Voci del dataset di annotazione
====

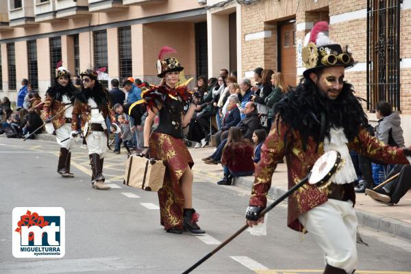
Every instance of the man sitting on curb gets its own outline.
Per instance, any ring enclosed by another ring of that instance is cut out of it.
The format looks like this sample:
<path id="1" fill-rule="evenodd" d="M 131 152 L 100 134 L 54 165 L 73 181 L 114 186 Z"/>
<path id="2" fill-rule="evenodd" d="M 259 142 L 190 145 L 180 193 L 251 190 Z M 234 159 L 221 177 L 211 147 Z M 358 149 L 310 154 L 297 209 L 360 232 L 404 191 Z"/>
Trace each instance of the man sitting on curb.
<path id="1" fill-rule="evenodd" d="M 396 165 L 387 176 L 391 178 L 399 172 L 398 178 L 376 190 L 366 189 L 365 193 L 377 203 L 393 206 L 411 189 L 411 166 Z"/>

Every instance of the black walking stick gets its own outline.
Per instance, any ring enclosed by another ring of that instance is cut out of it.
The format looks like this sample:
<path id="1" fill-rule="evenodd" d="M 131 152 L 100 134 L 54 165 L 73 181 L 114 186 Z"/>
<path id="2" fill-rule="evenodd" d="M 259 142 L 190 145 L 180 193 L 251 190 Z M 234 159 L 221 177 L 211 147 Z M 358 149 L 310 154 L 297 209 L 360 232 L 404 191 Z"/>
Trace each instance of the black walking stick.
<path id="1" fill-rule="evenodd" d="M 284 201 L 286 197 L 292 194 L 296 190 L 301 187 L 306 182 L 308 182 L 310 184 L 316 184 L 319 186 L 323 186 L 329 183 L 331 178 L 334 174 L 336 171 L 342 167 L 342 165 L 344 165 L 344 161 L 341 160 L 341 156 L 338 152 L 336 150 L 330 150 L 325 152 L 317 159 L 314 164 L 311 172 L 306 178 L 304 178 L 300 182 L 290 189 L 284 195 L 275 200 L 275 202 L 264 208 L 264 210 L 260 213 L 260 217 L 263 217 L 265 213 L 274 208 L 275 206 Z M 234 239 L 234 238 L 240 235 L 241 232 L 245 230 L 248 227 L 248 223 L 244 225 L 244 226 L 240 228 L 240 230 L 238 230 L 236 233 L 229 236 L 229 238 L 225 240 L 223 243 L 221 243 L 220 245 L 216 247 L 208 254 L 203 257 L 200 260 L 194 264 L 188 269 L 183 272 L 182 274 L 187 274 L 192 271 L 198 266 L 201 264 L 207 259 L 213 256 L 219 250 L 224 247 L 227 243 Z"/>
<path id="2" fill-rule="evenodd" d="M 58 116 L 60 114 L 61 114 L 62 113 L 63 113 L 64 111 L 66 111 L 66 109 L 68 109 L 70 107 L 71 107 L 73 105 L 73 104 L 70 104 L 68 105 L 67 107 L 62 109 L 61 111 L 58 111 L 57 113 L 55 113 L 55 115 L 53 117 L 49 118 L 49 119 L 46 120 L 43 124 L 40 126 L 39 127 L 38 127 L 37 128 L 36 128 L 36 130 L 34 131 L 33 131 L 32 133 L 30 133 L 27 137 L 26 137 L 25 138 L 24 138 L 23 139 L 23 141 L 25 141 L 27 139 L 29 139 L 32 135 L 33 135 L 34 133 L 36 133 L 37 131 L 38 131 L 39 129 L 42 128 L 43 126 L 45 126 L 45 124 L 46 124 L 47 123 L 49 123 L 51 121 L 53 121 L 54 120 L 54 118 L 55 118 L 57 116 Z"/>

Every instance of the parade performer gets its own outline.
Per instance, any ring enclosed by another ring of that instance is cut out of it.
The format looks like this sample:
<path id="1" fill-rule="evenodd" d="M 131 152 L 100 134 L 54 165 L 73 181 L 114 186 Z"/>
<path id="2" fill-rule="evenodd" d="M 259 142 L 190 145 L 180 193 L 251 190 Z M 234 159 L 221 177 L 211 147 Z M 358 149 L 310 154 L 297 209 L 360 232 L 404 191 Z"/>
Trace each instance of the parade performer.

====

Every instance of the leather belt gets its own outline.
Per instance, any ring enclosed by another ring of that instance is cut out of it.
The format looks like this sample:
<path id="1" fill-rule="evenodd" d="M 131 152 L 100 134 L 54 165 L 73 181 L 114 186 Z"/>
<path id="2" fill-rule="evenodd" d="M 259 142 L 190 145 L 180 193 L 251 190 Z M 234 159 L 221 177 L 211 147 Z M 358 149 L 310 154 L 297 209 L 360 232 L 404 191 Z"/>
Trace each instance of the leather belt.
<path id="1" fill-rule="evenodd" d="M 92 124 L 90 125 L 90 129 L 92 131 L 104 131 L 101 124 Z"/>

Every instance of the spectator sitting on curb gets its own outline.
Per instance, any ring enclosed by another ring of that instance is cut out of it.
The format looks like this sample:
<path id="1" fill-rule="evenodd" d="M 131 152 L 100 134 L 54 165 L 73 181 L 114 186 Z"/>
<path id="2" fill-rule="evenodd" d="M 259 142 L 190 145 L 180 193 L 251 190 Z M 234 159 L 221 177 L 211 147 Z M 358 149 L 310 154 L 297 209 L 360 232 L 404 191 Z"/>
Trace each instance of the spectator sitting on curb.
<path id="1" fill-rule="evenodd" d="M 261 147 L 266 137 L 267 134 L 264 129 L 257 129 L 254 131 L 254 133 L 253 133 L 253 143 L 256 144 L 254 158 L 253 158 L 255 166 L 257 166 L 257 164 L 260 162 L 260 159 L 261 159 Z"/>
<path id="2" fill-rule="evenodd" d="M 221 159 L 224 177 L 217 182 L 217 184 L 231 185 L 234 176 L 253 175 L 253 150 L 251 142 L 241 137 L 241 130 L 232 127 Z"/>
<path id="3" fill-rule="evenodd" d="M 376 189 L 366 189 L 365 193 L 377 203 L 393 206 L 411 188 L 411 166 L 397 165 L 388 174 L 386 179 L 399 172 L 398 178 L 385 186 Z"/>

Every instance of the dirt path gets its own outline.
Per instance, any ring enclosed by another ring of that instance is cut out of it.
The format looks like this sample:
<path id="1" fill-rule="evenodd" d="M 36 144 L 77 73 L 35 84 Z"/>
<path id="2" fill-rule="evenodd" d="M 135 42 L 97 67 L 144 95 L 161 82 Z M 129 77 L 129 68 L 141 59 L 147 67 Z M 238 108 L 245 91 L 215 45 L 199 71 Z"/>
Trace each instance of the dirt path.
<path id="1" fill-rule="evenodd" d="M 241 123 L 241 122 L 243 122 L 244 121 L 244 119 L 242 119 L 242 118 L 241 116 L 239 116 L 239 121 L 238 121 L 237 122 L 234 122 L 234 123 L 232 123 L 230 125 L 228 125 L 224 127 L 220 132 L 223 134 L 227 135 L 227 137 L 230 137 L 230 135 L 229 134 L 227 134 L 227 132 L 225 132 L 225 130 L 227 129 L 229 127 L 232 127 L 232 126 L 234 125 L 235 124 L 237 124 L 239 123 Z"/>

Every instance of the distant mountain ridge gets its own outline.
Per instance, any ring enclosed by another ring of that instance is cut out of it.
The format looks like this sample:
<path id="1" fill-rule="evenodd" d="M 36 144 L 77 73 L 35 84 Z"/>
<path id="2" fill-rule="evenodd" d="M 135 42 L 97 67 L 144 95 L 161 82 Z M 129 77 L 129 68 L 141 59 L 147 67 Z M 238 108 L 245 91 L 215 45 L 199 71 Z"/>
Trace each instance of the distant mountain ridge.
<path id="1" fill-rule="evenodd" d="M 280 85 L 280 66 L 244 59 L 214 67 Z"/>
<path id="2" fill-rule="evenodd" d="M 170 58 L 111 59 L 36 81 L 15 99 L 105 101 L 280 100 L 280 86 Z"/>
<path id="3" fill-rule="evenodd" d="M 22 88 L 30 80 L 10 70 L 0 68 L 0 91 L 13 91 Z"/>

====

**CONSEGNA:** Per favore, ricopia tali e quali soltanto le righe che vanno da quella contenente "Every instance of the man" a quella contenente "396 165 L 387", entrambe incluse.

**RISULTATO:**
Every instance of the man sitting on curb gets its own outline.
Per instance, any ring enclosed by another ring of that instance is cut out of it.
The format looks like this sample:
<path id="1" fill-rule="evenodd" d="M 131 152 L 100 134 L 54 165 L 73 181 L 114 186 Z"/>
<path id="2" fill-rule="evenodd" d="M 259 142 L 190 145 L 180 193 L 251 190 Z M 234 159 L 221 177 L 211 147 Z M 358 149 L 310 154 L 297 209 L 360 232 L 404 191 Z"/>
Trace each instance of the man sitting on curb.
<path id="1" fill-rule="evenodd" d="M 396 165 L 387 176 L 391 178 L 399 172 L 398 178 L 376 190 L 366 189 L 365 193 L 377 203 L 393 206 L 411 189 L 411 166 Z"/>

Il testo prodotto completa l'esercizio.